_TASK BRIEF:_ Starting at the line that contains "of the blue", return every line down to the end of the records below, exactly as written.

_Stored items:_
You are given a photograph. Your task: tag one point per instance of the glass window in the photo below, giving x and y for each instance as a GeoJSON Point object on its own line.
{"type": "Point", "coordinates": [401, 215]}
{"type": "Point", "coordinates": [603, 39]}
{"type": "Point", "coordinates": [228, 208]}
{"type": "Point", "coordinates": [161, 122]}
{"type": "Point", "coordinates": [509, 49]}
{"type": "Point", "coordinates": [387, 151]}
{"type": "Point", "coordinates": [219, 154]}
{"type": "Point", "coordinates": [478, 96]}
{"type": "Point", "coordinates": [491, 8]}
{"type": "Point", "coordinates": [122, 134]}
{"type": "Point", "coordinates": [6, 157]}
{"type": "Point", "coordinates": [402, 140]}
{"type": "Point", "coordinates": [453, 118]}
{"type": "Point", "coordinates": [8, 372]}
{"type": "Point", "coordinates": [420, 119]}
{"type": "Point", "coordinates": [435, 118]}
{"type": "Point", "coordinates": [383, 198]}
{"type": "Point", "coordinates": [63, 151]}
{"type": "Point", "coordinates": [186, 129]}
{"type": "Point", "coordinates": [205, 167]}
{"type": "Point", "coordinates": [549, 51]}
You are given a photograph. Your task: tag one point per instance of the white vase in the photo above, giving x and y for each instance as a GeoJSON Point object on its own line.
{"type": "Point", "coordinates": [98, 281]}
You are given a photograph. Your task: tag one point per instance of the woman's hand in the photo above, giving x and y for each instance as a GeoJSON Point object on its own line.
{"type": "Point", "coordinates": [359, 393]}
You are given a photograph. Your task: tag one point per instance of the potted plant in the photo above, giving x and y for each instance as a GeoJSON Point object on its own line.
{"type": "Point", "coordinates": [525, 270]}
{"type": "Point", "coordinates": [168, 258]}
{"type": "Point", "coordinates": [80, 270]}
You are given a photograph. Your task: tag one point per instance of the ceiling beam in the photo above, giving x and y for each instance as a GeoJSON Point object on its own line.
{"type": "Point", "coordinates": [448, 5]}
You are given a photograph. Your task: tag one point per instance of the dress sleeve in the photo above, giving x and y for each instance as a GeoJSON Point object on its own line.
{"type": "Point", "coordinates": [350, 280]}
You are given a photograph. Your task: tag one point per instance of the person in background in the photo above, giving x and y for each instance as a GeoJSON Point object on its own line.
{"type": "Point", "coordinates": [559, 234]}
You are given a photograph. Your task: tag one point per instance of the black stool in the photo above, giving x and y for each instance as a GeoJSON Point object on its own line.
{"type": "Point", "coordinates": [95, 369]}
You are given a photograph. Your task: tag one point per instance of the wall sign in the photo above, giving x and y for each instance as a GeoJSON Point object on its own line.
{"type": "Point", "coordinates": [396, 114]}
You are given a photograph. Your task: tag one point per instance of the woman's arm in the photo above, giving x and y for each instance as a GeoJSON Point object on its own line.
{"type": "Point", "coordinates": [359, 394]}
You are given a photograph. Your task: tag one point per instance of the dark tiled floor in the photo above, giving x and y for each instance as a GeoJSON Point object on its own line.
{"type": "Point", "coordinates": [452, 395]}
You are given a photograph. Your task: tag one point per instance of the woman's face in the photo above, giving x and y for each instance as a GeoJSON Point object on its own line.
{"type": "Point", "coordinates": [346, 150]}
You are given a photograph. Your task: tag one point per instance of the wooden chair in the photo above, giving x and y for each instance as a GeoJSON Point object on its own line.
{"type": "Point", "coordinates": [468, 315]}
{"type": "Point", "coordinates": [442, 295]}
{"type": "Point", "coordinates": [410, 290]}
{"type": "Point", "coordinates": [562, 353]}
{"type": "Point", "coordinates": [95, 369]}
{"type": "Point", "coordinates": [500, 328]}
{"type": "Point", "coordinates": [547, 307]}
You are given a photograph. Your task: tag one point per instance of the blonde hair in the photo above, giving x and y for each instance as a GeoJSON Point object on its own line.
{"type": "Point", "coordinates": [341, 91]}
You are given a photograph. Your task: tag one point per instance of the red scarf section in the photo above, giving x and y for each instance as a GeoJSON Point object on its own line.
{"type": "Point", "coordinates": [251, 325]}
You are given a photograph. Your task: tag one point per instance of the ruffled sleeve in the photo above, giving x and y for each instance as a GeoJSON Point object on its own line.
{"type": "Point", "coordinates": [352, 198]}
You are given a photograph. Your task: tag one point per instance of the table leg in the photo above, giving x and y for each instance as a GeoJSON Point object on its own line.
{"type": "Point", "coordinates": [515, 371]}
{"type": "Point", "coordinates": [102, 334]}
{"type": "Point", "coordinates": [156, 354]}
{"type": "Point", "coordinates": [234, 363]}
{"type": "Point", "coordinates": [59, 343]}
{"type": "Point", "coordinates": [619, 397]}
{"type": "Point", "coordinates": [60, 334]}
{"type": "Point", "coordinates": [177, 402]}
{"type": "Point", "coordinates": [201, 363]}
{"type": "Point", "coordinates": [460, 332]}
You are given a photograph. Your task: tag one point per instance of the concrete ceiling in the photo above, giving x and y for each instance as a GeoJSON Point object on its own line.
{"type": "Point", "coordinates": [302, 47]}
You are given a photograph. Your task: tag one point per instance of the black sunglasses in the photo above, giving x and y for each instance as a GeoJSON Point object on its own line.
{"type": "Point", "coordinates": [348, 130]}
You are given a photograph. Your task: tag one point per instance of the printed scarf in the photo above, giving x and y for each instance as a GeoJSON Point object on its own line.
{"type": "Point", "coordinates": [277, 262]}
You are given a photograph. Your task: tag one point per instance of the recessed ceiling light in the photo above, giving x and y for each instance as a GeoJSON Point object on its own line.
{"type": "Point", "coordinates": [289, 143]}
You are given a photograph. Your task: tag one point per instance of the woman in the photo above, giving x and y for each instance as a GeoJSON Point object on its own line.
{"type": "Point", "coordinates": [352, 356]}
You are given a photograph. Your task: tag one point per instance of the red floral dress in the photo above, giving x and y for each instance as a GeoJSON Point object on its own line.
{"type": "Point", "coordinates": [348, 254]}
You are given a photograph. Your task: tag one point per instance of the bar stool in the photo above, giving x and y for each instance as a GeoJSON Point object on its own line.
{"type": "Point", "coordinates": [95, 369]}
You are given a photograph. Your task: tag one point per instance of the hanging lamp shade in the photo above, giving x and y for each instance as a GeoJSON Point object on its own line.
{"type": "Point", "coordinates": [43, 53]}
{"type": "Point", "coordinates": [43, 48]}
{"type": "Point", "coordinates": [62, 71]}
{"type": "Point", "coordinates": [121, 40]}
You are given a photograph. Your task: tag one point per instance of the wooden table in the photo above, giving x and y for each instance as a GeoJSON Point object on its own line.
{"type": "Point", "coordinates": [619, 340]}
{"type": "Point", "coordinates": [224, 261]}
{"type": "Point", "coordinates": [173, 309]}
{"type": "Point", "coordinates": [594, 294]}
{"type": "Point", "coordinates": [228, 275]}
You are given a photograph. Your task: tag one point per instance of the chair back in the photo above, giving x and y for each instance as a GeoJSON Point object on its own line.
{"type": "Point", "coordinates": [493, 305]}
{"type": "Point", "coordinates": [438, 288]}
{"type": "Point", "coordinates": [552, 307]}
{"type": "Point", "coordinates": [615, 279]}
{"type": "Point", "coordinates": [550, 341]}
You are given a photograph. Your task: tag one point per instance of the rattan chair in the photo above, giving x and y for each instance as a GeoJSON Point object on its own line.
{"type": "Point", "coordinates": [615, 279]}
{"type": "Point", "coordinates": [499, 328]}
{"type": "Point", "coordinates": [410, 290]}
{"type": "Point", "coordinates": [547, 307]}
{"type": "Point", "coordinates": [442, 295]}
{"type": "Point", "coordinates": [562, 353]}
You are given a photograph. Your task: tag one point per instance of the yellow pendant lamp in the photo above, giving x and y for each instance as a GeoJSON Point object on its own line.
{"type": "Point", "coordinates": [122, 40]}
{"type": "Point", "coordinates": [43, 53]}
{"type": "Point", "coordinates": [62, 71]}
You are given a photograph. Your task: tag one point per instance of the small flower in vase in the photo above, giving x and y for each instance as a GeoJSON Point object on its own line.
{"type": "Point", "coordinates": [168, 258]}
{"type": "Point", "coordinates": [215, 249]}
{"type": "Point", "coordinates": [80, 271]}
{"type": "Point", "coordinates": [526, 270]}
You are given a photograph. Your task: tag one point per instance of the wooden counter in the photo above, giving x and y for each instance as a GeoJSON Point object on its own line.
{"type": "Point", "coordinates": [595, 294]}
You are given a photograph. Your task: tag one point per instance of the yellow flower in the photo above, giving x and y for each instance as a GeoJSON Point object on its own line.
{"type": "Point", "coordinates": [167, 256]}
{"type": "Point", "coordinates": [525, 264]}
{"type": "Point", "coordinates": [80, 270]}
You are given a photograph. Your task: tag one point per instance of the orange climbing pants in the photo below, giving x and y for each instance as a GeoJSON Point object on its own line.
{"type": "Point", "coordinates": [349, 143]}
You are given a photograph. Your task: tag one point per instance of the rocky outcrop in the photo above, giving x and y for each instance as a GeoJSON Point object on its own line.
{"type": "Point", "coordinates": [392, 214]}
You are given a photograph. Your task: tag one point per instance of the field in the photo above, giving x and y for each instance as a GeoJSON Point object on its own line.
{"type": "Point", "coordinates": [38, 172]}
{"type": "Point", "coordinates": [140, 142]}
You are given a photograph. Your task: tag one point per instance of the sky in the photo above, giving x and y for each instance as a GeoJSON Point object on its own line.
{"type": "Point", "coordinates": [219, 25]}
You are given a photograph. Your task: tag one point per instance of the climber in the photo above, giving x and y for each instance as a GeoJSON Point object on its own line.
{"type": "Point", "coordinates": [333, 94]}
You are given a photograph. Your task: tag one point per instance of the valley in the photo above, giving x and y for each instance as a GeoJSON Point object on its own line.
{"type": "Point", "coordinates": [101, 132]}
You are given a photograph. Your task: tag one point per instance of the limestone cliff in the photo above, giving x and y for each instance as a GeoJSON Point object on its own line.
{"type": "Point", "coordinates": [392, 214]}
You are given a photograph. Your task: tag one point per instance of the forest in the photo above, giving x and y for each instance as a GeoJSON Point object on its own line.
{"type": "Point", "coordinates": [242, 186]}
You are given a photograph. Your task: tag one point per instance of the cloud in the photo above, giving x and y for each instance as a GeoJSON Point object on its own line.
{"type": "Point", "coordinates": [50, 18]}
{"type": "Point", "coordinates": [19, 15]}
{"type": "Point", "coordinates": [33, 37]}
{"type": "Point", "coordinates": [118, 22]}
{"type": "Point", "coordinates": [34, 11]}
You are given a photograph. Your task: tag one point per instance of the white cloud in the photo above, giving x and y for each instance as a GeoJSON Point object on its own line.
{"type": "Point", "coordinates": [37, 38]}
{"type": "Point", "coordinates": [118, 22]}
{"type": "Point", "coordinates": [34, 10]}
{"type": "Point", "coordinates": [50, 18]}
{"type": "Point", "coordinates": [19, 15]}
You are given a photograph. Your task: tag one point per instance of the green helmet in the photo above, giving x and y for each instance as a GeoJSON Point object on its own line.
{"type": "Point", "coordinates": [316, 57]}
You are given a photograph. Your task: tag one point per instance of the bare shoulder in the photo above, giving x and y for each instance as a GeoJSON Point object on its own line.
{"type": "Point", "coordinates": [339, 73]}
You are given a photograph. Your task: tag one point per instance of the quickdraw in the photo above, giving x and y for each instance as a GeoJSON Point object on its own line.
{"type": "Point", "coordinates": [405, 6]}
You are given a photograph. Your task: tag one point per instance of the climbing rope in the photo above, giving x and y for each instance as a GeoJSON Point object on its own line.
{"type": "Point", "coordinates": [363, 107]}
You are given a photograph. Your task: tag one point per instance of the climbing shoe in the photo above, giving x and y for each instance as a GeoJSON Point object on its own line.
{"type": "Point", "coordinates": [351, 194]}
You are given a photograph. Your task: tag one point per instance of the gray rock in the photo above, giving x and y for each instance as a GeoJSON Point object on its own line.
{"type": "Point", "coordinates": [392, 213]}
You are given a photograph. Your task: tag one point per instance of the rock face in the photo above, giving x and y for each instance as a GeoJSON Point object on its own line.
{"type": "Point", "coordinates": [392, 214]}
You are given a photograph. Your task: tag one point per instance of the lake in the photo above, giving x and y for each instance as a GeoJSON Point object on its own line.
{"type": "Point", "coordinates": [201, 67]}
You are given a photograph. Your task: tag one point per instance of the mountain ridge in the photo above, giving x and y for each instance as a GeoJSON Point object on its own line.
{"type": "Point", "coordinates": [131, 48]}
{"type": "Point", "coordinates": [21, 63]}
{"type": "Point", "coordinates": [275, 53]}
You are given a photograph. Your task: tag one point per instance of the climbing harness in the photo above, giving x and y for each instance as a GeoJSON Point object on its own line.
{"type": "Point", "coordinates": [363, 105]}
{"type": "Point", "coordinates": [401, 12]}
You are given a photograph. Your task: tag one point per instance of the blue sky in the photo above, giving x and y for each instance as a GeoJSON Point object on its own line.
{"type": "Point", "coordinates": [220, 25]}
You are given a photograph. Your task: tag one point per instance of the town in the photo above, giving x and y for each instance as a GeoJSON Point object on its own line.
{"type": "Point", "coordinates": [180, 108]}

_RESPONSE BELOW:_
You are given a photograph. Your task: tag one point per instance of the blue sky in the photo above, giving x and y for each instance as a GeoJSON Point object on its own line.
{"type": "Point", "coordinates": [220, 25]}
You are given a photograph. Your task: tag one point per instance of the town in the photo above, giving x and y for each instance as a GeoJSON Point object on its own line.
{"type": "Point", "coordinates": [180, 108]}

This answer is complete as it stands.